Repeat the listing below in full, keeping each word as given.

### Records
===============

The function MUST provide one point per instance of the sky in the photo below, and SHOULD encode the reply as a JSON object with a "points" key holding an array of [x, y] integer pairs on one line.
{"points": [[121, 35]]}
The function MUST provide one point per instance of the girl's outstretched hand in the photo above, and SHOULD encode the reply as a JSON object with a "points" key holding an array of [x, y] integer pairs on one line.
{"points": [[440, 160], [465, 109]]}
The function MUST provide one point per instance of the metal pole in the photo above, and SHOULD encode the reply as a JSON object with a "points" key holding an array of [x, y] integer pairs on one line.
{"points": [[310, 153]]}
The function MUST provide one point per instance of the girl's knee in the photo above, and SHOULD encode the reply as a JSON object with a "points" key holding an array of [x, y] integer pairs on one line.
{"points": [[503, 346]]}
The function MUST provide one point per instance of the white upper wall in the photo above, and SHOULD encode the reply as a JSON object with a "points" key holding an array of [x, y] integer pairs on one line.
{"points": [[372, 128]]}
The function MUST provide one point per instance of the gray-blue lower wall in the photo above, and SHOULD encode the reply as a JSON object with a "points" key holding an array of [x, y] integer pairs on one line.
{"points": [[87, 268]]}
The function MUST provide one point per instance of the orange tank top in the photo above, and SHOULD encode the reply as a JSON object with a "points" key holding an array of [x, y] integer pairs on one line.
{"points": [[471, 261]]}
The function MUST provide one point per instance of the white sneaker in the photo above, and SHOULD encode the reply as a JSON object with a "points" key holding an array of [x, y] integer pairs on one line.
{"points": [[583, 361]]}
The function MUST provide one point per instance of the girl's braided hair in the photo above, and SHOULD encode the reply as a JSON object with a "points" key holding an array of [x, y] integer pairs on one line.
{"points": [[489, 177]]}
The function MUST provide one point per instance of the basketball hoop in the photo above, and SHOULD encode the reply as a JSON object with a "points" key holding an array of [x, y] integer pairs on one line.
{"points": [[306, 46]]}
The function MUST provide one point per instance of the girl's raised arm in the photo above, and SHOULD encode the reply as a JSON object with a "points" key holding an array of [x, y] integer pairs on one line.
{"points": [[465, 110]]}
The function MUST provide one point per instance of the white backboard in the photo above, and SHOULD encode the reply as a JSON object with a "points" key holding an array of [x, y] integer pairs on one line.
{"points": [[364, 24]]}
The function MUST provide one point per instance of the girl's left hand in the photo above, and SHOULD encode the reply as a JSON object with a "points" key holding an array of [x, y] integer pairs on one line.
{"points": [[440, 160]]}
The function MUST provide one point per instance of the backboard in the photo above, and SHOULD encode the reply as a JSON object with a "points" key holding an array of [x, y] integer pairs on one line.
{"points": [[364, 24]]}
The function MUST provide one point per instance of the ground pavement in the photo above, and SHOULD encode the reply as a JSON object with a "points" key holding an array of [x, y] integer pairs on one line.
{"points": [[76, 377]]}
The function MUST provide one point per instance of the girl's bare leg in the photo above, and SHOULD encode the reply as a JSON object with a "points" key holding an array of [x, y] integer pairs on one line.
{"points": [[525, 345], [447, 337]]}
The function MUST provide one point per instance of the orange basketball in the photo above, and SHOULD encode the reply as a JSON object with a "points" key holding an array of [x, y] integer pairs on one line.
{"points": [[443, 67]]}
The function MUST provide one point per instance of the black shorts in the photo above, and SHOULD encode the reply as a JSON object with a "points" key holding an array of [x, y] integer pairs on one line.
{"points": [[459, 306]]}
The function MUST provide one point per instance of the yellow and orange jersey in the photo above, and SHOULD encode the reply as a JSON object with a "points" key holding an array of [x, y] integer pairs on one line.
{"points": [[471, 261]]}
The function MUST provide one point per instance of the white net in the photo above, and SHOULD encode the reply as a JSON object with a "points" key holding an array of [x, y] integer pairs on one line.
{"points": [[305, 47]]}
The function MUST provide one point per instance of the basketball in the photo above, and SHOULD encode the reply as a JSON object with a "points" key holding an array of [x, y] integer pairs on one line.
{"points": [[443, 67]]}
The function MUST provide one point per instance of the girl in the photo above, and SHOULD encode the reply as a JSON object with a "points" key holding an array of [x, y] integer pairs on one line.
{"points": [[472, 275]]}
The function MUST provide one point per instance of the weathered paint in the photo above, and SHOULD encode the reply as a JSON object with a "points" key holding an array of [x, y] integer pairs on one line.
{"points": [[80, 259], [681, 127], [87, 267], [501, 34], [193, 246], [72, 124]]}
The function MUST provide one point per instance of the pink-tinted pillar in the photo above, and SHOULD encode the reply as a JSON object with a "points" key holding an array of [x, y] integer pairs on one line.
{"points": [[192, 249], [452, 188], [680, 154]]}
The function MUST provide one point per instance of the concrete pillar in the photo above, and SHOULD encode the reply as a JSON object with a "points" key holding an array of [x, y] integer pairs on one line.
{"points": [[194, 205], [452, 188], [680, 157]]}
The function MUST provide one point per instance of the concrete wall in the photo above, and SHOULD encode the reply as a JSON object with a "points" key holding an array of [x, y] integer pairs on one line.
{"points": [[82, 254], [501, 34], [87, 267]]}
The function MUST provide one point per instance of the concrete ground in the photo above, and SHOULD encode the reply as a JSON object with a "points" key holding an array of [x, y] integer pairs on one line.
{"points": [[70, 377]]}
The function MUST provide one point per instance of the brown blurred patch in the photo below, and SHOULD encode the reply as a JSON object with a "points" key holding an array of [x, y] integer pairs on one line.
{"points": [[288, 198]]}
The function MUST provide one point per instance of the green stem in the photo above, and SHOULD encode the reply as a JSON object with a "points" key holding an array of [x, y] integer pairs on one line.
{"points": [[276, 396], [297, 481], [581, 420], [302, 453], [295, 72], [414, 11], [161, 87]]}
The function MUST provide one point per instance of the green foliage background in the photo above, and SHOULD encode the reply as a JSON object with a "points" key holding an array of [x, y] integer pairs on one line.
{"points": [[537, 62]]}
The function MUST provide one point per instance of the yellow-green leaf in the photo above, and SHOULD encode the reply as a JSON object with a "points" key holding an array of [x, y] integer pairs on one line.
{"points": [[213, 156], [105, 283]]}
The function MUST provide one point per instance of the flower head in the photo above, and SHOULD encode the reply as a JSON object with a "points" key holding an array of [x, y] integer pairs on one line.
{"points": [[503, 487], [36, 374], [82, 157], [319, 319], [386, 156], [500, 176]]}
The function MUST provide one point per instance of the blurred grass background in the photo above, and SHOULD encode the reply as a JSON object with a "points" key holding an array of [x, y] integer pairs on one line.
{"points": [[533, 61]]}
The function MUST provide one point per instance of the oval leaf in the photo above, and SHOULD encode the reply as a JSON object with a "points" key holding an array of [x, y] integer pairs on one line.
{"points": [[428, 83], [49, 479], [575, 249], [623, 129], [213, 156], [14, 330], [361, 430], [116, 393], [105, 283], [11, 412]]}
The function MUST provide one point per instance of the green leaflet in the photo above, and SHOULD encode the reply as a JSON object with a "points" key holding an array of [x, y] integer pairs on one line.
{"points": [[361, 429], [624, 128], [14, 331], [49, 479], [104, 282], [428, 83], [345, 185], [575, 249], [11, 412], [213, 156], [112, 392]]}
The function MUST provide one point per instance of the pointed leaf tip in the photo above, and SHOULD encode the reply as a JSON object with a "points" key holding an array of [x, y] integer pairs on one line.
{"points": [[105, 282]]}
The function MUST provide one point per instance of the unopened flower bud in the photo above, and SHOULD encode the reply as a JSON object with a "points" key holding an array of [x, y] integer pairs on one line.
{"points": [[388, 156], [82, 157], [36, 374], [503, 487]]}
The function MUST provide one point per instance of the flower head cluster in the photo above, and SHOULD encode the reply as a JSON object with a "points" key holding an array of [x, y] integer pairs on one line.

===============

### Completed task
The function MUST provide one point per instance of the sky in the photo below, and SHOULD encode the reply as a JSON object with a "points" key holding an array of [x, y] integer pairs on one line.
{"points": [[121, 35]]}
The function MUST provide one point per instance of the girl's outstretched hand in the photo above, and SHOULD encode the reply as a JSON object with a "points" key holding an array of [x, y] integer pairs on one line.
{"points": [[440, 160], [465, 109]]}
The function MUST provide one point per instance of the metal pole in the photo above, and SHOULD encode the reply as a JSON object with a "points" key holding an array of [x, y] integer pairs on one line.
{"points": [[310, 153]]}
The function MUST provide one point per instance of the girl's knee in the photo above, and SHOULD encode the reply as a JSON object with a "points" key holding an array of [x, y] integer pairs on one line.
{"points": [[503, 346]]}
The function MUST provide one point per instance of the white upper wall in the photo above, and SHOULD encode the reply as a JSON object with a "points" key holding an array of [x, y] integer pairs on one line.
{"points": [[372, 128]]}
The function MUST provide one point per instance of the gray-blue lower wall in the photo above, and SHOULD encode the reply as a JSON object with a "points" key holding an array of [x, y] integer pairs on one line.
{"points": [[87, 268]]}
The function MUST provide one point per instance of the orange tank top in the photo above, and SHOULD encode the reply as a JSON object with a "points" key holding an array of [x, y] integer pairs on one line.
{"points": [[471, 261]]}
The function MUST provide one point per instance of the white sneaker in the photo above, and SHOULD encode the reply as a JSON object with a "points" key holding an array of [x, y] integer pairs on one line.
{"points": [[583, 361]]}
The function MUST provide one point per instance of the girl's braided hair in the photo above, and SHOULD encode the reply as a JSON object with a "points" key holding an array of [x, y] integer pairs on one line.
{"points": [[489, 177]]}
The function MUST provide one point per instance of the basketball hoop in the photo above, and SHOULD encode the reply as a JSON object with a "points" key holding an array of [x, y] integer pairs on one line.
{"points": [[306, 46]]}
The function MUST provide one point per instance of the girl's raised arm in the photo above, and SHOULD encode the reply as a JSON object with a "points" key holding an array of [x, y] integer pairs on one line.
{"points": [[465, 110]]}
The function MUST provide one point per instance of the white backboard in the photo above, and SHOULD encode the reply as a JSON object with a "points" key holding an array of [x, y] integer pairs on one line.
{"points": [[364, 24]]}
The function MUST provide one point per instance of the girl's left hand in the photo above, and SHOULD encode the reply as a JSON object with a "points" key holding an array of [x, y] integer pairs on one line.
{"points": [[440, 160]]}
The function MUST provide one point per instance of the backboard in the photo above, and SHOULD encode the reply as a JSON object with a "points" key holding an array of [x, y] integer pairs on one line.
{"points": [[364, 24]]}
The function MUST provide one point per instance of the ground pavement in the photo above, and SHOULD encode the reply as a JSON object with a "points" key holding an array of [x, y] integer pairs on one line.
{"points": [[76, 377]]}
The function MUST provide one point per instance of the girl's bare leg in the photo above, and SHOULD encode the reply as a JSON object with a "points" key holding an array of [x, y] integer pairs on one line.
{"points": [[525, 345], [447, 337]]}
The function MUST provide one point per instance of the orange basketball in the photo above, and SHOULD encode the reply as a JSON object with a "points" key holding an array of [x, y] integer pairs on one line.
{"points": [[443, 67]]}
The function MUST provide one point per instance of the black shorts in the photo above, and SHOULD encode the reply as a JSON object with a "points" key holding an array of [x, y] integer pairs on one line.
{"points": [[459, 306]]}
The function MUST provide one point per instance of the yellow and orange jersey in the photo above, and SHOULD encode the reply as a JSON object with a "points" key holding an array of [x, y] integer pairs on one line.
{"points": [[471, 261]]}
The function MUST provide one point per instance of the white net in the photo above, and SHOULD encode the reply as a JSON object with a "points" key holding an array of [x, y] integer pairs on one line.
{"points": [[305, 47]]}
The function MUST provide one point per instance of the basketball in the photo above, and SHOULD encode the reply as a JSON object with a "points" key holding an array of [x, y] integer pairs on one line.
{"points": [[443, 67]]}
The function MUST provide one point per instance of the girl in the photo above, and SHOULD encode the reply as a JSON object with a "points" key holding an array of [x, y] integer pairs on one line.
{"points": [[472, 275]]}
The function MUST provide one point per instance of the weathered paint in the photo above, and SHOULD encode the reply as a JSON object with a "points" key holding an array of [x, y] integer pairs on one line.
{"points": [[80, 259], [681, 127], [87, 267], [501, 34], [193, 246], [72, 124]]}
The function MUST provide one point per instance of the pink-tinted pillar in the photo above, and SHOULD encode the reply as a JSON object with a "points" key holding an array of [x, y] integer pairs on one line.
{"points": [[192, 249], [452, 188], [680, 154]]}
The function MUST provide one point per instance of the concrete pillar in the photo above, and SHOULD encode the reply as a JSON object with a "points" key holding an array of [x, y] integer pairs on one line.
{"points": [[194, 205], [452, 188], [680, 157]]}
The function MUST provide one point per instance of the concrete wall in the photo above, and SHOULD encode the reply as a JSON object with a "points" key holding an array of [x, y] integer pairs on one line.
{"points": [[82, 254], [501, 34], [87, 267]]}
The function MUST provide one point per instance of the concrete ground in the photo above, and SHOULD encode the reply as a JSON object with a "points" key holding an array of [x, y] integer pairs on one line.
{"points": [[70, 377]]}
The function MUST provide one point per instance of the brown blurred patch in the photo below, and SHOULD encode the reply as a JSON object with a "points" key holding an array of [x, y] integer pairs on one line.
{"points": [[288, 198]]}
The function MUST provide one point per instance of the green stem in the photo above, and SHOULD encode the reply as a JSON object with a "points" key holding an array of [x, y] integer pairs on one line.
{"points": [[276, 396], [297, 481], [581, 420], [302, 453], [295, 72], [414, 11], [161, 87]]}
The function MUST provide one point per instance of the green foliage background in the photo above, and SHOULD encode the reply as a JSON object with a "points" key holding an array of [x, y] integer pairs on one line.
{"points": [[537, 62]]}
The function MUST provide one point per instance of the yellow-green leaf in the photo above, and SHOULD encode the reply as a JSON object with a "points" key holding an array of [x, y] integer pairs on one line.
{"points": [[213, 156], [105, 283]]}
The function MUST provide one point per instance of the flower head in the photo above, and SHOULD encode the reply as a JSON object with a "points" key holding an array of [x, y] integer pairs on one line.
{"points": [[503, 487], [36, 374], [82, 157], [319, 319], [386, 156], [500, 176]]}
The function MUST provide one point per instance of the blurred grass background in the photo above, and SHOULD encode the reply as a JSON object with a "points" key holding an array of [x, y] integer pairs on one line.
{"points": [[533, 61]]}
The function MUST provide one point per instance of the oval leaf in the photo above, and SHOULD encode the reply as a JSON object with a "points" key holding an array of [x, y] integer pairs on one line.
{"points": [[428, 83], [49, 479], [575, 249], [623, 129], [213, 156], [14, 330], [361, 430], [116, 393], [105, 283], [11, 412]]}
The function MUST provide one point per instance of the green leaflet in the photo above, and SHOULD encode the reply as a JSON object with a "points" key holding an array of [x, y] integer pairs on one line.
{"points": [[361, 429], [624, 128], [14, 331], [49, 479], [104, 282], [428, 83], [345, 185], [575, 249], [11, 412], [213, 156], [112, 392]]}
The function MUST provide one point per instance of the pointed leaf tip in the photo above, and SHOULD encode the reply as a JSON object with a "points" key holding an array of [x, y] integer pairs on one line.
{"points": [[105, 282]]}
The function MUST provide one point per instance of the unopened flower bud in the photo above, and SHOULD encode the reply as a JSON object with a "points" key holding an array of [x, y] integer pairs on one line.
{"points": [[388, 156], [82, 157], [36, 374], [503, 487]]}
The function MUST provide one point per instance of the flower head cluster in the photo above, and SHOULD encode the reply as a JSON object with a "points" key holding an array of [x, y] integer pairs on one line.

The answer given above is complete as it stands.